◆ Short exercise A ◆
From the risk-factor passage below, reproduce word for word the portion starting with "Future sales of our" and going on through "our common stock.".
◆ Short exercise B ◆
Using the risk-factor passage below, mark each statement yes or no, and support each verdict with the deciding words quoted exactly: (i) Hulu is named among the current competitors. (ii) Ministries providing content to the Company distribute it only through the Company. (iii) The industry is described as having little competition.

◆ Text segment ◆
= = =

Future sales of our equity securities could result in downward selling pressure on our securities, and may adversely affect the stock price.

 

In the event that our equity securities are sold, there is a risk downward pressure may result, making it difficult for an investor to sell his or her securities at any reasonable price, if at all. Future sales of substantial amounts of our equity securities in the public market, or the perception that such sales could occur, could put downward selling pressure on our securities, and adversely affect the market price of our common stock.

 

Risks Related to the Industry

 

The affinity-based content aggregation and ecommerce industry is highly competitive.

 

We will be in competition with other current or potential regional, national and international companies that may offer similar services to ours. Our current competitors include Sky Angel, HopeTV, Harvest-TV, Streaming Faith, Hulu, YouTube, Pandora, Rhapsody as well as thousands of small Christian-focused web sites. Additionally, ministries providing content to the Company may also distribute their content through other mediums such as cable TV, similar online companies, their own web site, YouTube and others. It is possible that additional online media content competitors who do not directly compete with us will elect to compete in our field or emerge in the future, some of which may be larger and have greater financial and operating resources than we do. There can be no assurance that we will be able to compete against such other competitors in light of the rapidly evolving, highly competitive marketplace for these services. Our failure to maintain and enhance our competitive position could reduce our market share, decrease our profit margin and cause our revenues to grow more slowly than anticipated or not at all.

= = =

◆ Data shown ◆

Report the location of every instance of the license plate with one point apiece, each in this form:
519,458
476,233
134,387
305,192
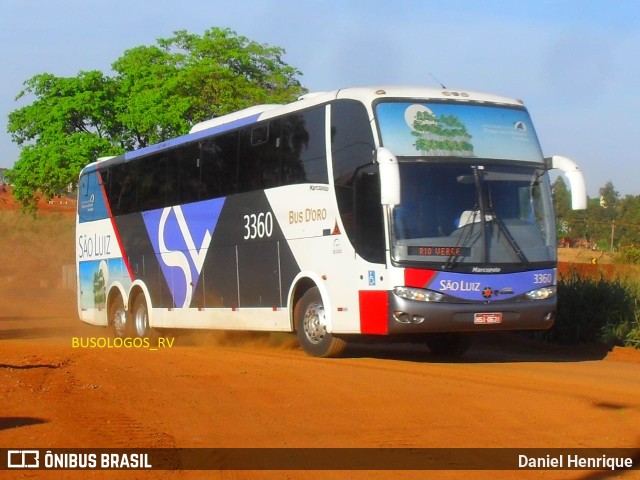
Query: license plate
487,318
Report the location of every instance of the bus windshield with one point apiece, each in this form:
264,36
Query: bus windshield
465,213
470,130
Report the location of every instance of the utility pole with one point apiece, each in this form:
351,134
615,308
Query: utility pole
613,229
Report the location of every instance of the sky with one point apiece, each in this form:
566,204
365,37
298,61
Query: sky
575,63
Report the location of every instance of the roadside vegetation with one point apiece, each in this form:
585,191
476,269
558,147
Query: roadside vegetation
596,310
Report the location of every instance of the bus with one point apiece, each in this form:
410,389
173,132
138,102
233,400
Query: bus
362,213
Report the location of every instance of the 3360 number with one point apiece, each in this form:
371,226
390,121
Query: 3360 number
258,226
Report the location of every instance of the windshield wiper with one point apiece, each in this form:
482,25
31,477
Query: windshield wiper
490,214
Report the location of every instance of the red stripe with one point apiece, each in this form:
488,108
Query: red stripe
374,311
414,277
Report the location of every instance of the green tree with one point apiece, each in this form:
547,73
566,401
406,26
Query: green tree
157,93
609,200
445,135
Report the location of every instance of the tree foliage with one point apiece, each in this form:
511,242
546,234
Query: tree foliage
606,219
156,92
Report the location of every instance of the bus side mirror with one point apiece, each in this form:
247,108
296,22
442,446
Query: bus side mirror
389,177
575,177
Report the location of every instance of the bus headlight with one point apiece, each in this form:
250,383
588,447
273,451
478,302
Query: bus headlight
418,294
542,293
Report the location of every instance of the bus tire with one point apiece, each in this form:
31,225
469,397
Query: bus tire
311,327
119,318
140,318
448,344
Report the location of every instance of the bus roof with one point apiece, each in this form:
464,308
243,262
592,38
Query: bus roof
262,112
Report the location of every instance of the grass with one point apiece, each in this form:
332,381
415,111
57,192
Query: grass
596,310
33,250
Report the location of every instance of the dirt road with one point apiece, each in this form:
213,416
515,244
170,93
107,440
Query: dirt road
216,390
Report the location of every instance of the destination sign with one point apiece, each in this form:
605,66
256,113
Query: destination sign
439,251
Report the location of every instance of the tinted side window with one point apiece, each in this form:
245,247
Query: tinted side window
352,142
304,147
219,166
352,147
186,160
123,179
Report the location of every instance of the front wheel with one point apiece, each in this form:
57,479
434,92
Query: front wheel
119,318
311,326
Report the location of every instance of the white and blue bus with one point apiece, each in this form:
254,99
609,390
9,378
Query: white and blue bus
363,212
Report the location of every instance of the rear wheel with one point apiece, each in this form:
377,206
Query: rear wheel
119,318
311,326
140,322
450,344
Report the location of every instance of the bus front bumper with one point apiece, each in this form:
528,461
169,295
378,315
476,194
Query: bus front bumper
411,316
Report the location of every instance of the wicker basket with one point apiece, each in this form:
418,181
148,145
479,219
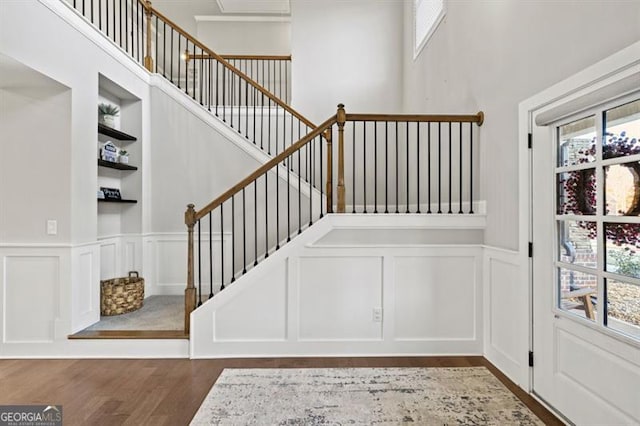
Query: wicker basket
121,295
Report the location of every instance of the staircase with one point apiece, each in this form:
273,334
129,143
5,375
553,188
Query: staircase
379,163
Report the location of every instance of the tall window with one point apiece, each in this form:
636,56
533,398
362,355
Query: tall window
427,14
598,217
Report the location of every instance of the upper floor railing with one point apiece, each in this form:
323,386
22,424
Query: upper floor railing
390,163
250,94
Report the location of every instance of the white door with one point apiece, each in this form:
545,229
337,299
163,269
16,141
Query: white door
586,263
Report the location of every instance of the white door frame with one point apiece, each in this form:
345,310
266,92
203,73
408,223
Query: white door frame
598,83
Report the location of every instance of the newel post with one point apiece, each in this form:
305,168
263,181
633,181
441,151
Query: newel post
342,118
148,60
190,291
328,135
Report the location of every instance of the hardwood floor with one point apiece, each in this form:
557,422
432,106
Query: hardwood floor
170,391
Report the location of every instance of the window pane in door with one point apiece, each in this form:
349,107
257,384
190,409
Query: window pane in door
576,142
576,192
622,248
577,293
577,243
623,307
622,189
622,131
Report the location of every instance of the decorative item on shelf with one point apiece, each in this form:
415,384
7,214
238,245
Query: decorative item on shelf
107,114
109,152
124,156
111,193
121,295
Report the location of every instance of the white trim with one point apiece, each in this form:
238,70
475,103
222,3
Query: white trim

= = =

◆ Written solution A ◆
Future sales of our equity securities could result in downward selling pressure on our securities, and may adversely affect the stock price.

 

In the event that our equity securities are sold, there is a risk downward pressure may result, making it difficult for an investor to sell his or her securities at any reasonable price, if at all. Future sales of substantial amounts of our equity securities in the public market, or the perception that such sales could occur, could put downward selling pressure on our securities, and adversely affect the market price of our common stock.

◆ Written solution B ◆
(i) Yes: "Our current competitors include Sky Angel, HopeTV, Harvest-TV, Streaming Faith, Hulu, YouTube, Pandora, Rhapsody"
(ii) No: "ministries providing content to the Company may also distribute their content through other mediums such as cable TV"
(iii) No: "The affinity-based content aggregation and ecommerce industry is highly competitive."